:: TASK TO COMPLETE ::
Locate every line in the entries below that contains the string "church" and copy each of those lines. Case counts.

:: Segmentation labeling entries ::

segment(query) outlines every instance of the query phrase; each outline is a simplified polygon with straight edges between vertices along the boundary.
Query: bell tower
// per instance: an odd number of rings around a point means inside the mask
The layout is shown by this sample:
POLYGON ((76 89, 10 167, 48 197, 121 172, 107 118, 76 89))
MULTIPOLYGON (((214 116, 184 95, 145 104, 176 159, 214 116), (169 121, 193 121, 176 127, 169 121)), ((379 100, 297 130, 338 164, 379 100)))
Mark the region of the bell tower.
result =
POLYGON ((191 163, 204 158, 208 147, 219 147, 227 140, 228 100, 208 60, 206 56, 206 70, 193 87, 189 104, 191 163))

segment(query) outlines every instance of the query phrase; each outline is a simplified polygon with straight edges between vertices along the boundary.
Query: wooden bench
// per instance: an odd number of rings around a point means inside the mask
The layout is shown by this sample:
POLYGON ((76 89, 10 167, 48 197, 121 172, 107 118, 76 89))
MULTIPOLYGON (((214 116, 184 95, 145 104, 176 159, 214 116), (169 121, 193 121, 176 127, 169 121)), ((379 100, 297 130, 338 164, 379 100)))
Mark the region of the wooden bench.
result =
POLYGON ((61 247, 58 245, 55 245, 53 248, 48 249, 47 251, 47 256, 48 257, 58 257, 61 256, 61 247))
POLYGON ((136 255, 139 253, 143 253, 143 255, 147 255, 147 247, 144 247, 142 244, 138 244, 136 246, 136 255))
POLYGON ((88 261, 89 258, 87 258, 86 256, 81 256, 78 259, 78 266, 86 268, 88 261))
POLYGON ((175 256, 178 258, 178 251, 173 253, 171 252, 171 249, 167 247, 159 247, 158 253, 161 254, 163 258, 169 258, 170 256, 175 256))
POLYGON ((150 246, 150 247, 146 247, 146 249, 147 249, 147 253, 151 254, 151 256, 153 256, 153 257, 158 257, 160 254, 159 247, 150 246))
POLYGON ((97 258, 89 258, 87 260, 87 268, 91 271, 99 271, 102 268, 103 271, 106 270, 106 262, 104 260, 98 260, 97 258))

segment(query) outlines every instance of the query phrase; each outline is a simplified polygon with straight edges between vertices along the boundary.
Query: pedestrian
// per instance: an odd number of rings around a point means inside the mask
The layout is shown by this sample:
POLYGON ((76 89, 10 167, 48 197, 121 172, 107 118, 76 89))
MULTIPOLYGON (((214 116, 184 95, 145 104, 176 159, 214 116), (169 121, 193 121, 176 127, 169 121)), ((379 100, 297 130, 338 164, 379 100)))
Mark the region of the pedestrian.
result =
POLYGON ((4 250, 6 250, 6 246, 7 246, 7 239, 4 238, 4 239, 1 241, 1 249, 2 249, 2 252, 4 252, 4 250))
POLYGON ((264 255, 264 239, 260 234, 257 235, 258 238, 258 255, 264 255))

--

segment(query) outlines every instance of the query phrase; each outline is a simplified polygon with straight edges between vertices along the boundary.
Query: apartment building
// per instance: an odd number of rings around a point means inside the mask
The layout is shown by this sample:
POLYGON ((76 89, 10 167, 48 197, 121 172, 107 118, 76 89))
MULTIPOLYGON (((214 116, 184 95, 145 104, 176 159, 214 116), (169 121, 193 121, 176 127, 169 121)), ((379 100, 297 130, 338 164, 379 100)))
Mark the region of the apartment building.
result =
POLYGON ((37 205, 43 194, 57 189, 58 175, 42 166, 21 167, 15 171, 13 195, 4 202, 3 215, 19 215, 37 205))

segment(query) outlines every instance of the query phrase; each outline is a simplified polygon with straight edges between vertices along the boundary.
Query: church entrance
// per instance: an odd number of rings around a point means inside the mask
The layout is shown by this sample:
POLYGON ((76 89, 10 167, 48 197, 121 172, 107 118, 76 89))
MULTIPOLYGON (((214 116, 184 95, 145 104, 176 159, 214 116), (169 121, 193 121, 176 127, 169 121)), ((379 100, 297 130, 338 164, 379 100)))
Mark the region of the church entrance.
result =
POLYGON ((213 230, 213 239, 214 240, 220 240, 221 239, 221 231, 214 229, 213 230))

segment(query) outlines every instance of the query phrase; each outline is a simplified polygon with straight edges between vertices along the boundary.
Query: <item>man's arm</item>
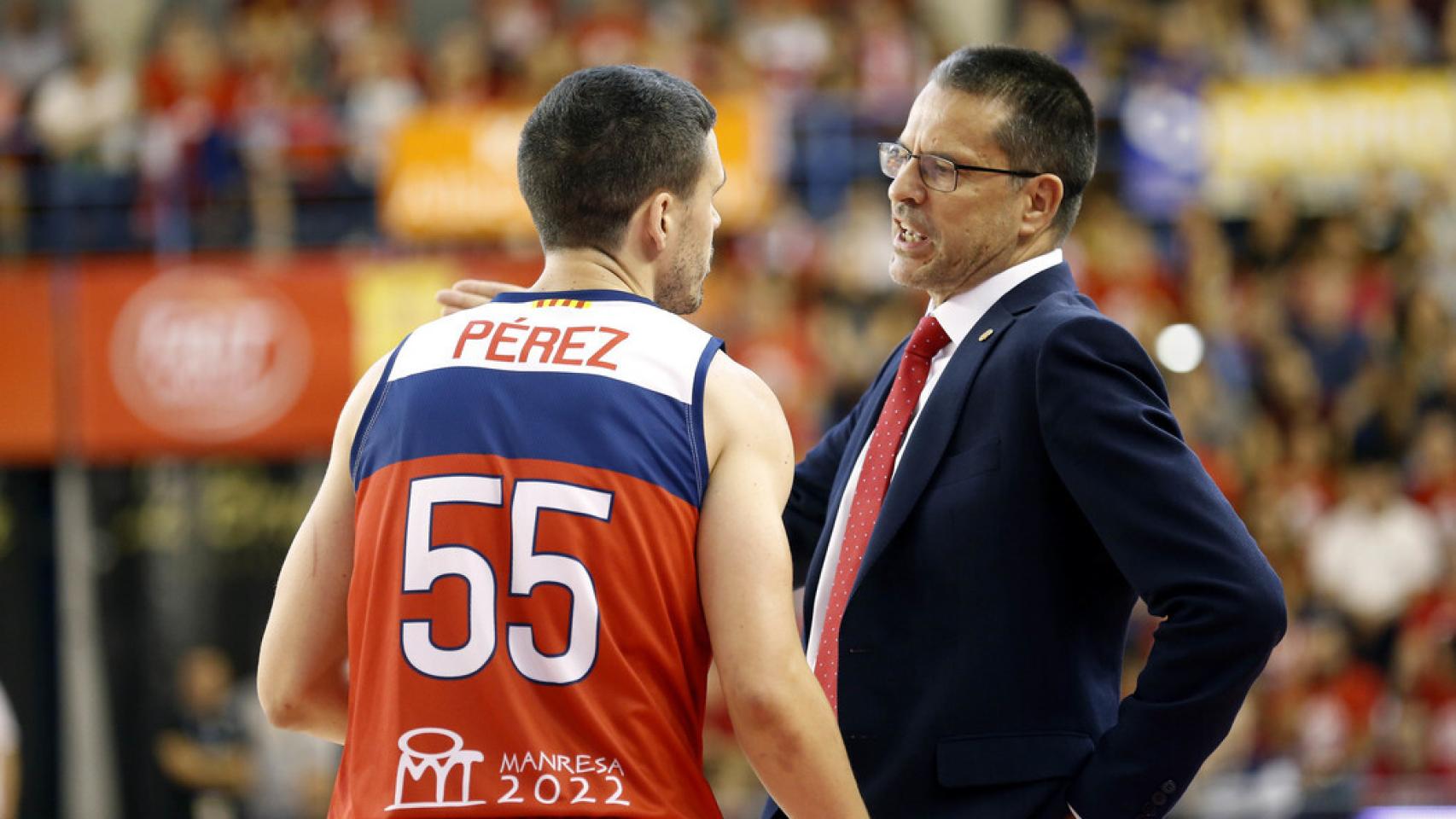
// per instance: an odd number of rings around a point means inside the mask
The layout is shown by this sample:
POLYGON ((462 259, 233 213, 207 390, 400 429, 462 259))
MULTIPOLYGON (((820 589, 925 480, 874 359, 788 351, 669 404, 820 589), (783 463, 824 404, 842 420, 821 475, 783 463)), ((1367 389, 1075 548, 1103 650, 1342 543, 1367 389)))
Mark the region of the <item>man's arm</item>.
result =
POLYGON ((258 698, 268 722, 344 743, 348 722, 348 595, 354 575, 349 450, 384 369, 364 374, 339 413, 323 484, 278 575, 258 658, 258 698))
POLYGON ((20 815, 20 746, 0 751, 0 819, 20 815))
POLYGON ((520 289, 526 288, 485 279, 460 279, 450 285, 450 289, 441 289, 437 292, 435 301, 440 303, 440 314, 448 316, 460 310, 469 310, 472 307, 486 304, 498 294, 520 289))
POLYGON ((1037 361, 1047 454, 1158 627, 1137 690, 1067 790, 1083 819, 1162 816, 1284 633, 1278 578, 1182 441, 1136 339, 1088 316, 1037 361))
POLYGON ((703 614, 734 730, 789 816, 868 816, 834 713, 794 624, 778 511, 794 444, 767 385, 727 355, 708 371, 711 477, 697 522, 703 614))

---

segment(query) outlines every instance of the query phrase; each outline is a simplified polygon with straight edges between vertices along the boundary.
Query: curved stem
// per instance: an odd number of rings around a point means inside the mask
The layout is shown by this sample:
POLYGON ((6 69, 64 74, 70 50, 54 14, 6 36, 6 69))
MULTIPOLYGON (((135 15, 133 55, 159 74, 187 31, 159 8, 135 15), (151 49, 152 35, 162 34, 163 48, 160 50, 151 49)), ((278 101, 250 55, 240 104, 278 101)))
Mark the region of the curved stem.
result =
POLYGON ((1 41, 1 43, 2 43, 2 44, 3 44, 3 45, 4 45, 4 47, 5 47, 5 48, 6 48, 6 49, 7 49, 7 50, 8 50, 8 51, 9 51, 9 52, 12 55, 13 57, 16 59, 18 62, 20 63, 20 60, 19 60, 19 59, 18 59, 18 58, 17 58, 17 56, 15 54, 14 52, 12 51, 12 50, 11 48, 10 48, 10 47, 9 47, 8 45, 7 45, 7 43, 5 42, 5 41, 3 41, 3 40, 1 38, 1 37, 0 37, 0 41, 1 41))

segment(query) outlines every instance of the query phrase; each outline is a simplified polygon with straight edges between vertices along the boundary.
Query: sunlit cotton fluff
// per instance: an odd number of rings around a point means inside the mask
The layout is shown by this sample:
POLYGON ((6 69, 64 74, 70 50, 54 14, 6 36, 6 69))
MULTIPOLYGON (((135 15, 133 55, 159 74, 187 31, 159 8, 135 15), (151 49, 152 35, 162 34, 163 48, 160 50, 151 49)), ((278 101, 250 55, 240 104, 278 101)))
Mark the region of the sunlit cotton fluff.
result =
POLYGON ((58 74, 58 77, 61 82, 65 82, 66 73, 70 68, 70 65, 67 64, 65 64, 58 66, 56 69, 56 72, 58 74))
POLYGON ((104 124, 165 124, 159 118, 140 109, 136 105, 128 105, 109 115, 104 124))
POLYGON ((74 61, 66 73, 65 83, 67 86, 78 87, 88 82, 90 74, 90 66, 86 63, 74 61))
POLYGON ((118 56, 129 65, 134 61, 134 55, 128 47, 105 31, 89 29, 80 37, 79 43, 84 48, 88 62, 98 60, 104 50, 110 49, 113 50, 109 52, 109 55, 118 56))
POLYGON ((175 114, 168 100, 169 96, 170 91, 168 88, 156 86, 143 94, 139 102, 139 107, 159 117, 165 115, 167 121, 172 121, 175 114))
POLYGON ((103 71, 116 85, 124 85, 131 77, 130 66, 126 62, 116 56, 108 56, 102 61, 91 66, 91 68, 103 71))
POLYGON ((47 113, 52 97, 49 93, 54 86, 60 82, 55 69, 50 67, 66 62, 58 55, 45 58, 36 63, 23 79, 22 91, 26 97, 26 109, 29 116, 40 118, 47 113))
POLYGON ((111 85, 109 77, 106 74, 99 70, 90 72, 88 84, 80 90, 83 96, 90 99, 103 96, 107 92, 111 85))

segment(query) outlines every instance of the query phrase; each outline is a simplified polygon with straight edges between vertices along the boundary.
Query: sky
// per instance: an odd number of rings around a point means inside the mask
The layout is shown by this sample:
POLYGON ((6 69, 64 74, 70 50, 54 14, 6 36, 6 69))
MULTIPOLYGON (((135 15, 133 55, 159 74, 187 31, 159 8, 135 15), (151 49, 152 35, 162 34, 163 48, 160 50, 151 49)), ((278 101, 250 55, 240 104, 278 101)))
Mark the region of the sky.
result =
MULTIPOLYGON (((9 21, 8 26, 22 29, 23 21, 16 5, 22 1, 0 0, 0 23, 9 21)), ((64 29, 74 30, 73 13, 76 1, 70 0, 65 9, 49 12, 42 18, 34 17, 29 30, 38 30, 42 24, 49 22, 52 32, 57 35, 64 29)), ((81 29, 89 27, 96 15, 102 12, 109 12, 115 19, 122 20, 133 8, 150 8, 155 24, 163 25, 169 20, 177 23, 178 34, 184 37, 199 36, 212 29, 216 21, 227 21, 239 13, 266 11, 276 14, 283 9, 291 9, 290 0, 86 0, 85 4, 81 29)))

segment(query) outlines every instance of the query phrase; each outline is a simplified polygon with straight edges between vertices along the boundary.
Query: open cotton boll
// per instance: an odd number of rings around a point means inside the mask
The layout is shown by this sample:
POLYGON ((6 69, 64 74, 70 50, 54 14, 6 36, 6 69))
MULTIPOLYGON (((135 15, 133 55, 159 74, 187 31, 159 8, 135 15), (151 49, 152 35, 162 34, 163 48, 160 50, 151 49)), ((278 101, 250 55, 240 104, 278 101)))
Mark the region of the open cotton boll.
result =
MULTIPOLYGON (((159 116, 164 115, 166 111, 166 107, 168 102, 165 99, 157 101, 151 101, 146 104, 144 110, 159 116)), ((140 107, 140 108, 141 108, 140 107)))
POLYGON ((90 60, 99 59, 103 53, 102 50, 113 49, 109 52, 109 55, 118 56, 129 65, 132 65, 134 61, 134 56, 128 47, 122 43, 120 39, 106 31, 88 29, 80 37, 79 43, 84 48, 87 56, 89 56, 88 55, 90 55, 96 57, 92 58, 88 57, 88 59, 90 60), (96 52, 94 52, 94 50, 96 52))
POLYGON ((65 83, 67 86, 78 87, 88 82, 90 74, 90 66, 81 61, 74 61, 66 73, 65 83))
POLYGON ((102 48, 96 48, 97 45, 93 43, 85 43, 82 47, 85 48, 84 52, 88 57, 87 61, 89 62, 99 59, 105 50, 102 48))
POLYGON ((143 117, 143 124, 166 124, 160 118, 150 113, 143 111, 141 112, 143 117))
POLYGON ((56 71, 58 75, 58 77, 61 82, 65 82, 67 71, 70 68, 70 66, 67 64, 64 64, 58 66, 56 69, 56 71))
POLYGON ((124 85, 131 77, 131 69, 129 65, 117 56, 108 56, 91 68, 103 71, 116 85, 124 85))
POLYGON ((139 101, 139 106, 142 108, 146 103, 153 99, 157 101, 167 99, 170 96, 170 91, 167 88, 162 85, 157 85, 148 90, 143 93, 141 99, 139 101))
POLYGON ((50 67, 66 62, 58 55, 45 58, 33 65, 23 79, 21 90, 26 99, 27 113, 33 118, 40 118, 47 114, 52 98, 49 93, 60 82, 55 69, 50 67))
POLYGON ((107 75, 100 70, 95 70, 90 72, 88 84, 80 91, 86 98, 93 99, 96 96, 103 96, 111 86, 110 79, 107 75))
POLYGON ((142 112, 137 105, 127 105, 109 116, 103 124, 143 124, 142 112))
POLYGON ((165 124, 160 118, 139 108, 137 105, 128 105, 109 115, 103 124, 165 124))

:: EXERCISE OUTPUT ::
Query: church entrance
Mark the region of the church entrance.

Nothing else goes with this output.